— PROBLEMS TO WORK ON —
1) According to the mailing-list excerpt on connection pool timing, what does the original poster suspect about their setup?
2) Copy the mailing-list excerpt on connection pool timing word for word, from "It's a bit of" to "after (I think).".

— EXTRACT PROVIDED —

It's a bit of hack in that: 1. I'm monkey-patching, and 2. I'm
monkey-patching an internal function (_do_get).  But it does measure what
I'm after (I think).

--S




On Wed, Feb 19, 2014 at 8:15 PM, Michael Bayer <mike...@zzzcomputing.com>wrote:

>
> On Feb 19, 2014, at 9:27 PM, Shahaf Abileah <sha...@gmail.com> wrote:
>
> Hello,
>
> I'd like to measure how much time my code spends waiting to check out a
> connection from the pool.  Why?  Because I suspect that I have too many
> workers and not enough connections in the pool, and I'd like to gather some
> hard numbers to prove my theory one way or the other.
>
> I see that there are events I can register for:
> http://docs.sqlalchemy.org/en/rel_0_9/core/events.html#connection-pool-events.

— DATASET RECORDS —
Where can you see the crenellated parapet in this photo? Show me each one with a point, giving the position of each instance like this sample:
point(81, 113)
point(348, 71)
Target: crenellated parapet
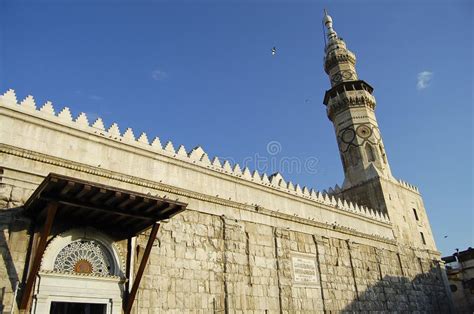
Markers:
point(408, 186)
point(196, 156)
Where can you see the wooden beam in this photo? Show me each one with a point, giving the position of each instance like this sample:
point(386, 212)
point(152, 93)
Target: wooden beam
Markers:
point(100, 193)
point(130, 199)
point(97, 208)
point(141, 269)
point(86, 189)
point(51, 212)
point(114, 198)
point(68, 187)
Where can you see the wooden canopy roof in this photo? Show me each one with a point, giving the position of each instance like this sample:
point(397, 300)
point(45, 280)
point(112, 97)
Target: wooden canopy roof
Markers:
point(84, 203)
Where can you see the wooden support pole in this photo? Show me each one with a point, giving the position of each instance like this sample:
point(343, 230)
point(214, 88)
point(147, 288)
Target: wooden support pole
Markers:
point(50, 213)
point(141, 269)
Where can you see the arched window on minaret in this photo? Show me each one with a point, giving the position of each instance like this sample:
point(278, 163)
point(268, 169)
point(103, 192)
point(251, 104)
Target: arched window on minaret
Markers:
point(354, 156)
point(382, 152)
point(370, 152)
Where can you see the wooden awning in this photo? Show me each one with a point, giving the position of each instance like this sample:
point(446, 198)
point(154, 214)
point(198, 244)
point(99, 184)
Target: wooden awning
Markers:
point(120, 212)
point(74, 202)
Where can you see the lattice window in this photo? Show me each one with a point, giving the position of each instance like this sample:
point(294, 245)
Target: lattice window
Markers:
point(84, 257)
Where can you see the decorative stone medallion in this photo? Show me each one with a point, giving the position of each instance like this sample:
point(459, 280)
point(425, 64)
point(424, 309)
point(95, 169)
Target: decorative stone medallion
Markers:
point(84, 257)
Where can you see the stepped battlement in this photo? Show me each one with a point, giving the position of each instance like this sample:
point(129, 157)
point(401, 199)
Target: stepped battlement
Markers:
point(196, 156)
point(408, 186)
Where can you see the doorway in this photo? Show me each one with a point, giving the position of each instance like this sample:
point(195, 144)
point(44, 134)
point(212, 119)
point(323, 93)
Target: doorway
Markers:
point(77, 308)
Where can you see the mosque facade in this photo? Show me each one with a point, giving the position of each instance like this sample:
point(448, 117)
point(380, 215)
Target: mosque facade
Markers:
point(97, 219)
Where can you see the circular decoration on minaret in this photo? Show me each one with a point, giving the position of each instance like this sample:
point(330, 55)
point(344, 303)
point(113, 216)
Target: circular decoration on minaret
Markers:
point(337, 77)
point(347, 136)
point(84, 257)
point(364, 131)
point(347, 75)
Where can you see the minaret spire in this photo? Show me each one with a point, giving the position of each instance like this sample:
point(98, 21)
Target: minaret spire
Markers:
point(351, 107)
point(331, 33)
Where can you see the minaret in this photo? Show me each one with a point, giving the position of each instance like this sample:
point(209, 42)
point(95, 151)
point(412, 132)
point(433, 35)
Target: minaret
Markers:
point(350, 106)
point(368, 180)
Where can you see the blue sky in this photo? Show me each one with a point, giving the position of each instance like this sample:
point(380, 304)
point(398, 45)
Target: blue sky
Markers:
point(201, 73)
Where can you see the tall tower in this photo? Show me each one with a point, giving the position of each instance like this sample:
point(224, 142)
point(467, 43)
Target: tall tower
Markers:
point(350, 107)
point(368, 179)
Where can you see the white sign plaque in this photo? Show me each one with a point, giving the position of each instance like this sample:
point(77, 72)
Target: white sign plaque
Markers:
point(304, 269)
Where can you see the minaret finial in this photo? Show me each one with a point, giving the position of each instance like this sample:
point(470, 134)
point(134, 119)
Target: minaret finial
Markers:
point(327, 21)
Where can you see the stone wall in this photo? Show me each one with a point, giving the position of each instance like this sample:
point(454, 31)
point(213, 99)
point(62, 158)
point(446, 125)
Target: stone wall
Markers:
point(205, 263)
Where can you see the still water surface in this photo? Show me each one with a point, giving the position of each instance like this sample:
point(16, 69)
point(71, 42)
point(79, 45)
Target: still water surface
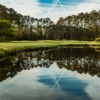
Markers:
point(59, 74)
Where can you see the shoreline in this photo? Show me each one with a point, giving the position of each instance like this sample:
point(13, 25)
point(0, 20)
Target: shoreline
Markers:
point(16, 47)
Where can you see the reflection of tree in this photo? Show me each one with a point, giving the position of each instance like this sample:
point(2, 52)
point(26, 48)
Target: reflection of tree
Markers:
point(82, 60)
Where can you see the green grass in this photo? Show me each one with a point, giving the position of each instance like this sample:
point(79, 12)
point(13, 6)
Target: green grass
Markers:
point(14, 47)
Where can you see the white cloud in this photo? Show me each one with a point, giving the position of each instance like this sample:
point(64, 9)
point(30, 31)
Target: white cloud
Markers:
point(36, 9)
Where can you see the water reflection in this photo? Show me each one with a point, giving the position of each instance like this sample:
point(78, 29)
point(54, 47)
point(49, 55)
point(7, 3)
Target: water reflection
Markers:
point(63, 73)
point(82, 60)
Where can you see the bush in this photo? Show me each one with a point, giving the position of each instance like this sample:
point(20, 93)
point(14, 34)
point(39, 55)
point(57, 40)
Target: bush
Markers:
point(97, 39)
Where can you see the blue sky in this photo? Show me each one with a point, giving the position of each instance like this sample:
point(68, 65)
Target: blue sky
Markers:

— EXPECTED OUTPUTS —
1) They suspect they have too many workers and not enough connections in the pool.

2)
It's a bit of hack in that: 1. I'm monkey-patching, and 2. I'm
monkey-patching an internal function (_do_get).  But it does measure what
I'm after (I think).